• **Data**
*** Begin section ***

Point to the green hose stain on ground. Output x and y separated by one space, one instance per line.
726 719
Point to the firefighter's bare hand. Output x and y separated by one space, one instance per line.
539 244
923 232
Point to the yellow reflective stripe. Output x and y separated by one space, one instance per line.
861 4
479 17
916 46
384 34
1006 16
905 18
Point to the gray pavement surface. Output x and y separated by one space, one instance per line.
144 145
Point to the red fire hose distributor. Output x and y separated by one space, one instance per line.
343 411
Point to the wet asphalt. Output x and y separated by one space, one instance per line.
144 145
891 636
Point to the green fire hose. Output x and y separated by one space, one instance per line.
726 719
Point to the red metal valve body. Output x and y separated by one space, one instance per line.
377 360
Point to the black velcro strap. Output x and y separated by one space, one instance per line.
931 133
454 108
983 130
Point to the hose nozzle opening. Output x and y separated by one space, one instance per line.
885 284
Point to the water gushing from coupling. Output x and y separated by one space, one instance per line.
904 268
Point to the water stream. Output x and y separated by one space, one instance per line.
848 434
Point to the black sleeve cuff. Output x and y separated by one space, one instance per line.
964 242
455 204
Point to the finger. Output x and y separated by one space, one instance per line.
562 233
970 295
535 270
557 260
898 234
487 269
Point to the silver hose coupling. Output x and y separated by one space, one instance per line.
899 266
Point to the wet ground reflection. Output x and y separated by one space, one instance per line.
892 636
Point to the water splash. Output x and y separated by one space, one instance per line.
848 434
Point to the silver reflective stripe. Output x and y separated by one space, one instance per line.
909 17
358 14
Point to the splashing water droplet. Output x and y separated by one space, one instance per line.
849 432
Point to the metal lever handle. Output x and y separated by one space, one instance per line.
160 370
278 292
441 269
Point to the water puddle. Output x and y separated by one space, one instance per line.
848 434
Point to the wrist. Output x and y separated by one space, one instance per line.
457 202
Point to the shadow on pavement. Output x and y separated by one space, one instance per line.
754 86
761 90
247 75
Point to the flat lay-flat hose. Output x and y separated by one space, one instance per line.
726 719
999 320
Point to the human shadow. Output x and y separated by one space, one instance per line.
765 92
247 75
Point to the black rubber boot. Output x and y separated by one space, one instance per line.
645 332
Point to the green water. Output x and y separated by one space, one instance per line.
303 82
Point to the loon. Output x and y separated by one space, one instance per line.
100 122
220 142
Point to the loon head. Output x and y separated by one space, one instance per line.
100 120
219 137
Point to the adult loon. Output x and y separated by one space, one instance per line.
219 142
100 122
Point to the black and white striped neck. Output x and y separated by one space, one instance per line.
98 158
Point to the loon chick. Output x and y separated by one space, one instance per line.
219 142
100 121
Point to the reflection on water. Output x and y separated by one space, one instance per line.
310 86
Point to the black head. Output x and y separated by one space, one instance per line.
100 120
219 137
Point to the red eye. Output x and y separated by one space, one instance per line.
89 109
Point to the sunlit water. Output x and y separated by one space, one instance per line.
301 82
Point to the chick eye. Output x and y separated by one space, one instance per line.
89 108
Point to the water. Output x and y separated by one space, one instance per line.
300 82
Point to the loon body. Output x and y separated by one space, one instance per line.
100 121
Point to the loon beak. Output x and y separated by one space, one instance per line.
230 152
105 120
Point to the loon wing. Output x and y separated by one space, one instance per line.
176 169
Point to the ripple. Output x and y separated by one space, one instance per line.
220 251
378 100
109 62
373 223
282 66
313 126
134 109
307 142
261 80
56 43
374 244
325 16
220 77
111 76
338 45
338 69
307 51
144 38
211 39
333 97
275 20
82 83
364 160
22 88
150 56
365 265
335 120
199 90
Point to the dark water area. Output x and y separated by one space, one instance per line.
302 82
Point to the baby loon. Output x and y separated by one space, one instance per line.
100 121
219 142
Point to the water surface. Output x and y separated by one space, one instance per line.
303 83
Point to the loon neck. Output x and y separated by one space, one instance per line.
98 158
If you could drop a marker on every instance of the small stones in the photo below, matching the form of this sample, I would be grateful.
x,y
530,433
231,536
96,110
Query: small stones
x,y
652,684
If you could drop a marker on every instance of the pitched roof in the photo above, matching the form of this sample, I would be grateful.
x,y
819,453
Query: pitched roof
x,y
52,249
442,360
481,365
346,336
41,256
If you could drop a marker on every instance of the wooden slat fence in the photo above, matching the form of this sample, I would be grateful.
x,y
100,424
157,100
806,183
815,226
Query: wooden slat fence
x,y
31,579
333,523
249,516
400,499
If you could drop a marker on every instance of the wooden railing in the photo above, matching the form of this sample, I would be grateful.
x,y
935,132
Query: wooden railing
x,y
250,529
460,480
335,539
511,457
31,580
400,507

*** End section ***

• **What to do**
Please output the complete set of records above without any alteration.

• **Result of the exercise**
Point to the green hose stain on ground. Output x and y separated by one space, one instance per line.
726 719
Point to the firefighter's bare hand. Output x and y separated by one space, one instance per line.
539 244
923 232
Point to the yellow reflective stripe. Output x and y separated by one space, one instance per line.
861 4
479 17
916 46
384 34
1006 16
905 18
Point to the gray pavement surface. Output x and y separated by one space, one instance per line.
144 145
Point to the red fire hose distributor. Output x and y separated by one space, one instance per line.
343 411
Point to the wet asphalt. Output x and y separated by one space, one instance per line.
144 145
891 636
Point to the green fire hose. Output x and y separated by one space, one instance per line.
726 719
Point to the red metal valve body. Output x and y separated by one space, one instance per line.
377 360
Point to the black velcro strap. Output x and y separated by one space, one instance per line.
931 133
454 108
983 130
Point to the hose nozzle opening. Output x and y separated by one space, one instance per line.
885 284
Point to the water gushing from coupling. Output x and y separated by one space, one instance per line.
904 268
Point to the water stream. Output x and y separated by one space, one instance per line.
848 434
Point to the black sleeve cuff. Output x and y separated by one space, one instance per line.
964 242
455 204
Point to the finger. Output x and y separated by one space, one instance per line.
562 233
970 295
535 270
557 260
898 234
487 269
Point to the silver hose coupling. Output x and y separated by one space, one instance per line.
899 266
Point to the wet ground reflection. Output x and y separated by one space, one instance per line.
892 636
Point to the water splash. Output x and y separated by one space, one instance per line.
848 434
Point to the silver reflective stripe. Output x and y separated by one space, one instance per line.
909 17
358 14
Point to the splashing water droplet. Output x and y separated by one space, one instance per line.
849 432
Point to the metal lever handle. Output x and y separated by one space, one instance per line.
160 370
278 292
441 269
Point to the water puddle. Output x and y separated by one space, one instance per line.
848 434
Point to the wrist. Output x and y separated by one space, one instance per line.
457 202
Point to the shadow on pavement. Output x and y separated by one space, one instance per line.
754 86
761 90
247 75
Point to the flat lay-flat hose. Output x and y separated by one space, one instance per line.
726 719
999 320
Point to the human shadow. Output x and y separated by one space, one instance per line.
765 92
247 75
Point to the black rubber boot. Output x and y separated by one space, one instance per line.
645 332
Point to the green water. Output x and y separated by one space, one instance per line.
303 82
Point to the loon. Output x and y separated by one space, one instance per line.
100 122
220 142
Point to the loon head. Output x and y separated by one space, one instance per line.
100 120
219 137
Point to the adult loon. Output x and y separated by one space, one instance per line.
219 142
100 122
Point to the black and white striped neck. Output x and y separated by one space, one instance per line.
98 158
Point to the loon chick. Output x and y separated by one space, one instance per line.
219 142
100 121
Point to the reflection on water. Output x and y separated by one space, one instance per line.
310 86
Point to the black head. Output x and y separated by one space, one instance per line.
100 120
219 137
Point to the red eye. Output x and y separated by one space, one instance per line.
89 109
Point to the sunlit water. Output x and y separated by one space, one instance per line.
301 82
Point to the chick eye. Output x and y separated by one space, one instance per line.
89 108
Point to the water. Output x and y separated by one space, one instance per line.
300 82
Point to the loon body. Output x and y separated by one space, one instance per line.
100 121
Point to the loon beak. Output x and y separated by one space, one instance per line.
230 152
105 120
Point to the loon wing. Output x and y separated by one space, one instance per line.
176 169
Point to the ripple. Output x and y separated by one space, one instance per line.
220 251
378 100
109 62
373 223
282 66
313 126
134 109
307 142
261 80
56 43
374 244
325 16
220 77
111 76
338 45
338 69
307 51
144 38
211 39
333 97
275 20
82 83
364 160
22 88
150 56
365 265
335 120
199 90
Point to the dark water area. Output x and y separated by one space, one instance per line.
302 82
Point to the baby loon. Output x and y separated by one space, one instance per line.
100 121
219 142
Point to the water surface. Output x and y separated by one space, one instance per line.
303 83
Point to the loon neck. Output x and y separated by one space, one instance per line.
98 158
If you could drop a marker on every instance of the small stones in the photo below, matching the form of this sample, I would be grateful.
x,y
530,433
231,536
96,110
Query: small stones
x,y
652,684
If you could drop a marker on every instance of the pitched roof in the photo above, matching the form of this sample, I would be grateful.
x,y
819,453
Query: pitched roof
x,y
52,249
442,360
481,365
346,336
41,256
If you could drop a marker on every instance of the wooden slat fence in the photo above, matching the form of this sample, I would be grateful.
x,y
100,424
157,100
806,183
815,226
Query: wooden slat fence
x,y
31,579
333,523
249,516
400,499
If you could drop a marker on every instance of the wooden railing in the photo above, matching the form of this sample, I would be grateful.
x,y
935,132
Query: wooden railing
x,y
250,529
460,480
335,539
511,457
31,580
400,507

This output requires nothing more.